[Start of section]

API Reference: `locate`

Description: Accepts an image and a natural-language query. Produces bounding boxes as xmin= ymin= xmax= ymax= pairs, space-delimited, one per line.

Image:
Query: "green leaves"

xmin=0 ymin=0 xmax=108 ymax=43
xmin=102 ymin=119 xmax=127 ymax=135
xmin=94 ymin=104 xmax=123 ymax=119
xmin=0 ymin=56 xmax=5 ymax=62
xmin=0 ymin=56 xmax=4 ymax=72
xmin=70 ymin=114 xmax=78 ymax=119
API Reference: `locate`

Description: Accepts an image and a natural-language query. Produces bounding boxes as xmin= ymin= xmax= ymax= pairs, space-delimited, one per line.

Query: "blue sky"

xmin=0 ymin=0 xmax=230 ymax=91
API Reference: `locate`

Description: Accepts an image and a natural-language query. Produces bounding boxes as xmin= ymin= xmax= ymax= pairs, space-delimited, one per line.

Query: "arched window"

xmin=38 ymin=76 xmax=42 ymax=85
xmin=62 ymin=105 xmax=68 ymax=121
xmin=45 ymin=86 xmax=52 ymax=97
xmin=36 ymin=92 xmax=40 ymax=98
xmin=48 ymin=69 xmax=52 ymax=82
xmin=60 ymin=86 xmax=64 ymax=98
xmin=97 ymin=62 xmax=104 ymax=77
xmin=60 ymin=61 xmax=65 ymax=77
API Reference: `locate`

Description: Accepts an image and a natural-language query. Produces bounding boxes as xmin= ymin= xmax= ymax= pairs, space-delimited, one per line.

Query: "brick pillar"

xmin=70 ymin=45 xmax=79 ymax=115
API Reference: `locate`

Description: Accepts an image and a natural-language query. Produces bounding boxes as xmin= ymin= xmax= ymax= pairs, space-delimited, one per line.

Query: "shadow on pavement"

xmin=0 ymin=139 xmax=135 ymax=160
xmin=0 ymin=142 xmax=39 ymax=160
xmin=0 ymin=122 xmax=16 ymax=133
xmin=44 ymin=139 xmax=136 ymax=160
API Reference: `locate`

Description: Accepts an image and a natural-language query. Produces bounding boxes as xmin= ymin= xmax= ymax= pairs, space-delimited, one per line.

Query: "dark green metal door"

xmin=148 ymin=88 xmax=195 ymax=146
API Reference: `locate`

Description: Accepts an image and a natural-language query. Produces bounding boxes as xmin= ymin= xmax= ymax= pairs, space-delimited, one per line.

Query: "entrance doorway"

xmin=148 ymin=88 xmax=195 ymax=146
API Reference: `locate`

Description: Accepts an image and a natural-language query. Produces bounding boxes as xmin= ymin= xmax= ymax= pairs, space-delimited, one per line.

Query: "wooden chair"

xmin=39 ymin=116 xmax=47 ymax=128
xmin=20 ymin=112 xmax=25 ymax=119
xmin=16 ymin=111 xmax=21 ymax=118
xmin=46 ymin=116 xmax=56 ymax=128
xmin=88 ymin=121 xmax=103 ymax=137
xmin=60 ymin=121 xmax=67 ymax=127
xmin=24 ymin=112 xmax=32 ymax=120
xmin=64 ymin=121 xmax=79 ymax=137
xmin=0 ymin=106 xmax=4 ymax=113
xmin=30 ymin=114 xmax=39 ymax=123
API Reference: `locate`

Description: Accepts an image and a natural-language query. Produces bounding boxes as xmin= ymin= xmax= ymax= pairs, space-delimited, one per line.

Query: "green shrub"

[End of section]

__What to do__.
The response should consist of every record, written out exactly as given.

__The completed task__.
API Reference: `locate`

Description: Accepts an image and a natural-language query. Produces bounding boxes as xmin= ymin= xmax= ymax= pairs, space-delimited, one per line.

Image:
Query: "green leaves"

xmin=0 ymin=0 xmax=108 ymax=43
xmin=102 ymin=119 xmax=127 ymax=135
xmin=94 ymin=104 xmax=123 ymax=119
xmin=0 ymin=56 xmax=5 ymax=62
xmin=0 ymin=56 xmax=4 ymax=72
xmin=70 ymin=114 xmax=78 ymax=119
API Reference: `locate`

Description: Accepts an image and a natural-language query. Produces bounding boxes as xmin= ymin= xmax= ymax= pairs, space-delimited, one per line.

Query: "blue sky"

xmin=0 ymin=0 xmax=230 ymax=91
API Reference: `locate`

Description: Accepts an image and a natural-language query. Produces bounding boxes as xmin= ymin= xmax= ymax= pairs, space-delimited, one per line.

Query: "arched window"

xmin=38 ymin=76 xmax=42 ymax=85
xmin=62 ymin=105 xmax=68 ymax=121
xmin=45 ymin=86 xmax=52 ymax=97
xmin=36 ymin=92 xmax=40 ymax=98
xmin=48 ymin=69 xmax=52 ymax=82
xmin=60 ymin=86 xmax=64 ymax=98
xmin=97 ymin=62 xmax=104 ymax=77
xmin=60 ymin=61 xmax=65 ymax=77
API Reference: `locate`

Description: Accepts an image and a natural-language query. Produces bounding boxes as xmin= ymin= xmax= ymax= pairs, space-delimited, one per line.

Query: "brick pillar"

xmin=70 ymin=45 xmax=79 ymax=115
API Reference: `locate`

Description: Accepts an image and a natural-language query. Produces bounding boxes as xmin= ymin= xmax= ymax= pairs, space-delimited, one per line.

Query: "shadow on pavement"

xmin=0 ymin=139 xmax=135 ymax=160
xmin=0 ymin=142 xmax=39 ymax=160
xmin=0 ymin=122 xmax=16 ymax=133
xmin=44 ymin=139 xmax=136 ymax=160
API Reference: `locate`

Description: Accepts an image and a natural-language query. Produces bounding boxes as xmin= ymin= xmax= ymax= pairs, space-delimited, one per line.

Query: "dark green metal door"

xmin=148 ymin=88 xmax=195 ymax=146
API Reference: `locate`

Description: Accepts an image and a natural-language query. Produces bounding boxes as xmin= ymin= xmax= ymax= pairs, space-delimited, one per line.

Query: "entrance doorway"

xmin=148 ymin=88 xmax=195 ymax=146
API Reference: `locate`

Description: Accepts an image and a natural-language query. Produces bounding boxes as xmin= ymin= xmax= ymax= pairs, space-delimited, one per line.

Query: "wooden chair"

xmin=39 ymin=116 xmax=47 ymax=128
xmin=20 ymin=112 xmax=25 ymax=119
xmin=16 ymin=111 xmax=21 ymax=118
xmin=46 ymin=116 xmax=56 ymax=128
xmin=88 ymin=121 xmax=103 ymax=137
xmin=60 ymin=121 xmax=67 ymax=127
xmin=24 ymin=112 xmax=32 ymax=120
xmin=64 ymin=121 xmax=79 ymax=137
xmin=0 ymin=106 xmax=4 ymax=113
xmin=30 ymin=114 xmax=39 ymax=123
API Reference: `locate`

Description: Accepts an image and a natural-language query. Produces bounding boxes as xmin= ymin= xmax= ymax= pairs, space-delimited, one per line.

Query: "green shrub"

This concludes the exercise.